» Your task: Repeat word for word the section of the passage on Cuomo's poll ratings starting at "Now, 7 in 10" and ending at "for them himself.".

» Text block:
:::

Now, 7 in 10 approve of the job he is doing.
Cuomo has insisted he isn’t focused on poll numbers as he continues to fight the virus in his state, which has more than 300,000 confirmed cases of coronavirus with more than 23,500 New Yorkers dead. But, Trump has taken notice of the New York governor’s remarkable ratings – and even sought to take credit for them himself.
“So I mean, one of the things – and I think (Cuomo would) admit this – one of the reasons he’s been successful, if I said, ‘No, we’re not giving you four hospitals and we’re not giving you four medical centers and we’re not sending you a ship’ then he’s got to, and we didn’t give them thousands of ventilators, by the way, and millions of masks, because we’ve sent them a lot of stuff,” Trump said on “Fox & Friends.” “Well, one of the reasons he’s successful is because we’ve helped make him successful.”
That, like many analyses offered by Trump, gives the President far too much credit. Cuomo’s poll numbers have far less to do with Trump and far more to do with the governor’s everywhere-all-the-time approach to dealing with the coronavirus crisis. Cuomo’s daily press briefings on the state of the state’s fight against the virus have become must-see TV – as Cuomo ranges from stern father to loving counselor to frank friend and back. He has also benefited from radical transparency about what he knows and doesn’t know about the state’s fight against the coronavirus. And from his naturally micromanaging style.

:::

» Stored data:

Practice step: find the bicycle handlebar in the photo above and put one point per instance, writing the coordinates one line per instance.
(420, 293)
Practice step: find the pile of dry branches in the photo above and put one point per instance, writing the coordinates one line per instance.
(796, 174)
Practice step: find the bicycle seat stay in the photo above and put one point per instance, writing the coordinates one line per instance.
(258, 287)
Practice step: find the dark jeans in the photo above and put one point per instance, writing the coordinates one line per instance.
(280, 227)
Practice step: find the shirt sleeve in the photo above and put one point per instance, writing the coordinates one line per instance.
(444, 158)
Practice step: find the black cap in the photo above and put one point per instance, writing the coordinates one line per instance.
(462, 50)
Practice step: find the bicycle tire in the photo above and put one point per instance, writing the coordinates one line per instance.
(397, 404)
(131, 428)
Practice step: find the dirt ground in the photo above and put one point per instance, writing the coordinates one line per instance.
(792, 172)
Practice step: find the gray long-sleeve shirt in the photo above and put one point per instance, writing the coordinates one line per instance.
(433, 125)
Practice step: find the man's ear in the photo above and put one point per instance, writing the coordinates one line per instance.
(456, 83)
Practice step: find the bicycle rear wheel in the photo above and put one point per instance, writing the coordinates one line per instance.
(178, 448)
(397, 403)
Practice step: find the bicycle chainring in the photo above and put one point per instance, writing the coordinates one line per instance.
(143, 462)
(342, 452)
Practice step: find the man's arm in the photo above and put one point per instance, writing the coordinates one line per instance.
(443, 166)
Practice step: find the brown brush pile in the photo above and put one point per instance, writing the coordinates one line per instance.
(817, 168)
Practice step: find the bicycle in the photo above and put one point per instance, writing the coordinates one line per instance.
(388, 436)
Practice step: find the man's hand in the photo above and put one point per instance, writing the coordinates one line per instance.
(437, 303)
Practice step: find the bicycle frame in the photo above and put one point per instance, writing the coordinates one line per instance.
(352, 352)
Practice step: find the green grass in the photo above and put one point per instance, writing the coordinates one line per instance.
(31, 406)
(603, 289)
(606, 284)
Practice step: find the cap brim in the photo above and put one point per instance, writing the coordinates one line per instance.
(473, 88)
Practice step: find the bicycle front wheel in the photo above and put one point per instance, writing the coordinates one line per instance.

:::

» Completed task:
Now, 7 in 10 approve of the job he is doing.
Cuomo has insisted he isn’t focused on poll numbers as he continues to fight the virus in his state, which has more than 300,000 confirmed cases of coronavirus with more than 23,500 New Yorkers dead. But, Trump has taken notice of the New York governor’s remarkable ratings – and even sought to take credit for them himself.